→ **Task description**: Reproduce every one of the items below word for word, omitting the pictures from your copy.

— Begin Data in this exercise —

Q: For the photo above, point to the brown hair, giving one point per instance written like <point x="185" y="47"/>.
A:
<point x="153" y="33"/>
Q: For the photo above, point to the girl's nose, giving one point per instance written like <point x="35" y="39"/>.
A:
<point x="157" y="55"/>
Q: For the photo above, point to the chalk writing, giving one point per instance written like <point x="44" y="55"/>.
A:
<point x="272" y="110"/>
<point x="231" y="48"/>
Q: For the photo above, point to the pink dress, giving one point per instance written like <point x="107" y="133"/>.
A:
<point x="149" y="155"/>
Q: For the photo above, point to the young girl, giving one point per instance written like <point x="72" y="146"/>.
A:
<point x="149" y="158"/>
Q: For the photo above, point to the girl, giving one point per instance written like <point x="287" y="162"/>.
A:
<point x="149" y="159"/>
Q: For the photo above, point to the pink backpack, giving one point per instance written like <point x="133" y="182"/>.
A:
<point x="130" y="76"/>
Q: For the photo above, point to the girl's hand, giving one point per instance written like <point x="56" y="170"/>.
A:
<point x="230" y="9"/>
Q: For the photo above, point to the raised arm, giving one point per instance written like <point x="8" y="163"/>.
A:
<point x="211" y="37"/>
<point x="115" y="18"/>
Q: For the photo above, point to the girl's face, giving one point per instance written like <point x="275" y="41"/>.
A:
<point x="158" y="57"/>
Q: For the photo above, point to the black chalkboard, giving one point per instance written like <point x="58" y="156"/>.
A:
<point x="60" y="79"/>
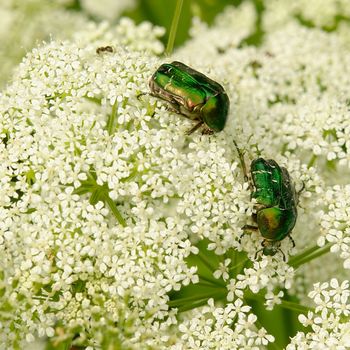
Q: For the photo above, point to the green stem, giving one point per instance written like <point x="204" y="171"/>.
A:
<point x="309" y="255"/>
<point x="115" y="210"/>
<point x="173" y="28"/>
<point x="206" y="262"/>
<point x="111" y="118"/>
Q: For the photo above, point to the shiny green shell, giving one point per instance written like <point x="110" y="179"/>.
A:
<point x="191" y="93"/>
<point x="276" y="198"/>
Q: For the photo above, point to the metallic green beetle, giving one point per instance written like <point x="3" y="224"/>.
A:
<point x="276" y="202"/>
<point x="191" y="94"/>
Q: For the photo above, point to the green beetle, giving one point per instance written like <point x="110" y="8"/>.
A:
<point x="276" y="202"/>
<point x="191" y="94"/>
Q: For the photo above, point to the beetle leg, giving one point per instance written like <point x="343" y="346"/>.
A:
<point x="194" y="128"/>
<point x="258" y="251"/>
<point x="300" y="191"/>
<point x="244" y="167"/>
<point x="141" y="94"/>
<point x="250" y="228"/>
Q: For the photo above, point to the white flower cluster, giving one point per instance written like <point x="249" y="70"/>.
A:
<point x="229" y="327"/>
<point x="329" y="321"/>
<point x="335" y="222"/>
<point x="104" y="197"/>
<point x="80" y="153"/>
<point x="25" y="23"/>
<point x="325" y="14"/>
<point x="106" y="9"/>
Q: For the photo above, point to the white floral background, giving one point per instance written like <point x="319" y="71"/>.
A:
<point x="119" y="231"/>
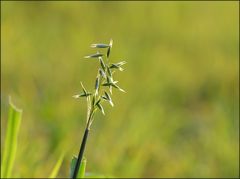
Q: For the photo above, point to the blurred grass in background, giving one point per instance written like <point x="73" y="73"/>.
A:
<point x="179" y="117"/>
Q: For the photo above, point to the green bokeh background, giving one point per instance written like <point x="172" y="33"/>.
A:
<point x="179" y="117"/>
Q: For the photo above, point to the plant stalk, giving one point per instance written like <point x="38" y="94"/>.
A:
<point x="81" y="151"/>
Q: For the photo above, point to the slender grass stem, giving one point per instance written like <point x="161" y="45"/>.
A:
<point x="81" y="151"/>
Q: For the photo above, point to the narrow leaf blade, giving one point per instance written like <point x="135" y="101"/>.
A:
<point x="10" y="147"/>
<point x="57" y="167"/>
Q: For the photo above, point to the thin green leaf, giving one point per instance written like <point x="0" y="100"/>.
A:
<point x="109" y="48"/>
<point x="10" y="147"/>
<point x="84" y="90"/>
<point x="102" y="73"/>
<point x="97" y="84"/>
<point x="109" y="99"/>
<point x="57" y="167"/>
<point x="120" y="89"/>
<point x="81" y="172"/>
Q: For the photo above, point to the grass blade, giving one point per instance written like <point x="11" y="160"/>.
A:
<point x="10" y="147"/>
<point x="81" y="172"/>
<point x="57" y="167"/>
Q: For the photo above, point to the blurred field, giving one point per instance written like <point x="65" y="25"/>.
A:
<point x="179" y="117"/>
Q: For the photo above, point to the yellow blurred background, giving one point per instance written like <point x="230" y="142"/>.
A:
<point x="179" y="117"/>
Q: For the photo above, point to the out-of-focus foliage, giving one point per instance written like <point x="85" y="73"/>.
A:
<point x="179" y="117"/>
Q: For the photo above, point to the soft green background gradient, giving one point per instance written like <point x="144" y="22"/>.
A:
<point x="179" y="117"/>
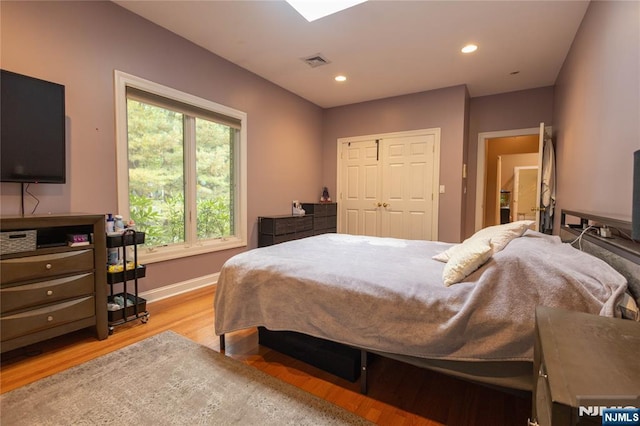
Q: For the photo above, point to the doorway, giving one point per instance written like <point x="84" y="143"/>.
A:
<point x="483" y="170"/>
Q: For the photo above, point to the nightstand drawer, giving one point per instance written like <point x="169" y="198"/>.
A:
<point x="46" y="292"/>
<point x="23" y="323"/>
<point x="44" y="266"/>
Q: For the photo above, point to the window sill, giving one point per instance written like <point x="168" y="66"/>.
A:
<point x="160" y="254"/>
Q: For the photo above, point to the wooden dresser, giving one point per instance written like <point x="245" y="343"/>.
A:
<point x="48" y="288"/>
<point x="325" y="216"/>
<point x="583" y="362"/>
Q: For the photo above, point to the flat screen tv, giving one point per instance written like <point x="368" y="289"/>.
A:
<point x="32" y="138"/>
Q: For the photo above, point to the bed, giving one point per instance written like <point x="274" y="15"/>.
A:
<point x="462" y="309"/>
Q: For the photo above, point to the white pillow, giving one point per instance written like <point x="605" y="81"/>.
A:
<point x="467" y="258"/>
<point x="499" y="236"/>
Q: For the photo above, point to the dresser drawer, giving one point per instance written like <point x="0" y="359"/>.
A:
<point x="44" y="266"/>
<point x="285" y="225"/>
<point x="23" y="323"/>
<point x="324" y="223"/>
<point x="46" y="292"/>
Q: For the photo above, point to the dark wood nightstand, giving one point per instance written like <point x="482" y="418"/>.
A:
<point x="278" y="229"/>
<point x="583" y="362"/>
<point x="325" y="216"/>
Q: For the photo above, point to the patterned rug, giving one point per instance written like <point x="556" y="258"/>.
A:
<point x="166" y="380"/>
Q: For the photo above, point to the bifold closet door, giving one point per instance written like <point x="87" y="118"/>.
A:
<point x="387" y="187"/>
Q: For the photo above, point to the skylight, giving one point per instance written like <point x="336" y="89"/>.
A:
<point x="316" y="9"/>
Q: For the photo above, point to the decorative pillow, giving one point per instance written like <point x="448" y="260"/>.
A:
<point x="627" y="308"/>
<point x="499" y="236"/>
<point x="469" y="257"/>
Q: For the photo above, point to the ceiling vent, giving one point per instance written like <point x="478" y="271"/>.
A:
<point x="316" y="60"/>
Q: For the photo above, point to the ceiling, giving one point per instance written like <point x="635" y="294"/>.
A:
<point x="385" y="48"/>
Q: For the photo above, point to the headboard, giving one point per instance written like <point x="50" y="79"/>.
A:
<point x="618" y="250"/>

— End Data in this exercise —

→ **Task answer**:
Q: For the photo above, point to the brown hair, giving one point per instance written like <point x="185" y="47"/>.
A:
<point x="153" y="33"/>
Q: For the photo above, point to the girl's nose, giving one point per instance written like <point x="35" y="39"/>.
A:
<point x="157" y="55"/>
Q: For the photo above, point to the chalk writing, giving one point per instance written like <point x="44" y="55"/>.
A:
<point x="272" y="110"/>
<point x="231" y="48"/>
Q: For the photo above, point to the pink dress, giving one point per instance written like <point x="107" y="133"/>.
A:
<point x="149" y="155"/>
Q: For the photo above, point to the young girl, giving one point per instance written like <point x="72" y="146"/>.
A:
<point x="149" y="158"/>
Q: For the photo above, point to the girl, giving one point per instance written like <point x="287" y="162"/>.
A:
<point x="149" y="159"/>
Q: For the photo above, point to the pink backpack, giving one point per instance written like <point x="133" y="182"/>.
A:
<point x="130" y="76"/>
Q: For the photo above, point to the girl's hand, giving one point per instance written like <point x="56" y="170"/>.
A:
<point x="230" y="9"/>
Q: For the photo above, point to the raised arm, giving one point per instance written like <point x="8" y="163"/>.
A:
<point x="211" y="37"/>
<point x="115" y="18"/>
Q: For the photo above, point to the girl's face, giving one point per instance written like <point x="275" y="41"/>.
A:
<point x="158" y="57"/>
Q: For the photo above, point to the black chalkboard, giving one point per instance written like <point x="58" y="156"/>.
A:
<point x="60" y="79"/>
Q: For the photo above, point to the green stem, giving one point per instance written like <point x="204" y="171"/>.
A:
<point x="309" y="255"/>
<point x="115" y="210"/>
<point x="173" y="28"/>
<point x="206" y="262"/>
<point x="111" y="118"/>
Q: For the photo above, point to the shiny green shell, giving one point per instance written like <point x="110" y="179"/>.
A:
<point x="191" y="93"/>
<point x="276" y="198"/>
Q: For the photo above, point to the metallic green beetle, giving one point per instance written like <point x="3" y="224"/>.
A:
<point x="276" y="202"/>
<point x="191" y="94"/>
Q: For the photo above, point to the green beetle, giving one point per instance written like <point x="110" y="8"/>.
A:
<point x="276" y="202"/>
<point x="191" y="94"/>
Q: For the photo above, point to the beetle leg, giving one point per instance written like <point x="343" y="346"/>.
A:
<point x="194" y="128"/>
<point x="258" y="251"/>
<point x="300" y="191"/>
<point x="244" y="167"/>
<point x="141" y="94"/>
<point x="250" y="228"/>
Q: For the photo above, point to the white flower cluster, giving one point per instance written like <point x="249" y="70"/>.
A:
<point x="229" y="327"/>
<point x="329" y="321"/>
<point x="335" y="222"/>
<point x="104" y="197"/>
<point x="80" y="153"/>
<point x="25" y="23"/>
<point x="325" y="14"/>
<point x="106" y="9"/>
Q: For the photo above, point to the white floral background, giving one point per instance written like <point x="319" y="71"/>.
A:
<point x="119" y="231"/>
Q: For the photo above, point to the blurred grass in background, giving one point per instance written like <point x="73" y="73"/>.
A:
<point x="179" y="117"/>
Q: For the photo above, point to the green bokeh background, giving one point per instance written like <point x="172" y="33"/>.
A:
<point x="179" y="117"/>
Q: For the photo above, point to the plant stalk, giving one point per instance written like <point x="38" y="94"/>.
A:
<point x="81" y="151"/>
Q: For the photo above, point to the slender grass stem, giving one point per instance written like <point x="161" y="45"/>.
A:
<point x="81" y="151"/>
Q: For the photo above, point to the narrow leaf blade, giving one point per instance written like <point x="135" y="101"/>.
A:
<point x="10" y="147"/>
<point x="57" y="167"/>
Q: For the photo above, point to the thin green leaf, giving one point per instance written like <point x="0" y="100"/>.
A:
<point x="109" y="48"/>
<point x="10" y="147"/>
<point x="84" y="90"/>
<point x="102" y="73"/>
<point x="97" y="84"/>
<point x="109" y="99"/>
<point x="57" y="167"/>
<point x="120" y="89"/>
<point x="81" y="172"/>
Q: For the photo above, point to the grass blade, giving one point per instance written like <point x="11" y="160"/>.
A:
<point x="10" y="147"/>
<point x="81" y="172"/>
<point x="57" y="167"/>
Q: For the photo above, point to the blurred field, giving one point per instance written like <point x="65" y="25"/>.
A:
<point x="179" y="117"/>
Q: For the photo above, point to the yellow blurred background, giving one point per instance written like <point x="230" y="142"/>.
A:
<point x="179" y="117"/>
Q: For the photo above, point to the out-of-focus foliage, giving one point per instance written like <point x="85" y="73"/>.
A:
<point x="179" y="117"/>
Q: For the photo above, point to the soft green background gradient, giving one point per instance written like <point x="144" y="22"/>.
A:
<point x="179" y="117"/>
Q: For the photo above, point to the doorway, giving one point per instance written like <point x="84" y="143"/>.
A:
<point x="483" y="170"/>
Q: For the photo above, point to the nightstand drawer, giving one point per instance written like <point x="169" y="198"/>.
A:
<point x="46" y="292"/>
<point x="23" y="323"/>
<point x="44" y="266"/>
Q: For the photo above, point to the window sill, giving one point per instance written like <point x="168" y="66"/>.
A:
<point x="160" y="254"/>
Q: For the photo above, point to the wooden dresser, giving one point per instance written like <point x="245" y="343"/>.
A:
<point x="48" y="288"/>
<point x="325" y="216"/>
<point x="583" y="362"/>
Q: For the photo above, point to the flat screen tv, giving one point per instance written like <point x="368" y="289"/>.
A:
<point x="32" y="138"/>
Q: For the photo above, point to the bed, giving one point per instance written like <point x="274" y="15"/>.
A:
<point x="462" y="309"/>
Q: For the photo above, point to the white pillow, giving one point per instance written like <point x="605" y="81"/>.
A:
<point x="467" y="258"/>
<point x="499" y="236"/>
Q: For the photo above, point to the dresser drawer, giving one point per instance written like <point x="0" y="359"/>.
A:
<point x="44" y="266"/>
<point x="285" y="225"/>
<point x="23" y="323"/>
<point x="324" y="223"/>
<point x="46" y="292"/>
Q: For the photo above, point to the dark wood nightstand, giving one point per instance written like <point x="482" y="418"/>.
A:
<point x="278" y="229"/>
<point x="583" y="362"/>
<point x="325" y="216"/>
Q: For the photo above, point to the patterned rug, giving one point per instance written like <point x="556" y="258"/>.
A:
<point x="166" y="380"/>
Q: For the photo above, point to the bifold closet door, giving one point per instance written like <point x="87" y="118"/>.
A:
<point x="387" y="187"/>
Q: For the photo above, point to the skylight, giving one point per instance written like <point x="336" y="89"/>.
A:
<point x="316" y="9"/>
Q: For the photo above, point to the decorative pillow, giving one point per instance written like <point x="448" y="260"/>.
A:
<point x="627" y="308"/>
<point x="499" y="236"/>
<point x="469" y="257"/>
Q: For the photo above, point to the ceiling vent, giving one point per instance written like <point x="478" y="271"/>.
A:
<point x="316" y="60"/>
Q: For the photo above, point to the ceiling, giving one point per instance written like <point x="635" y="294"/>.
A:
<point x="385" y="48"/>
Q: For the photo above, point to the headboard, giving one point per instance written like <point x="50" y="79"/>.
A:
<point x="618" y="250"/>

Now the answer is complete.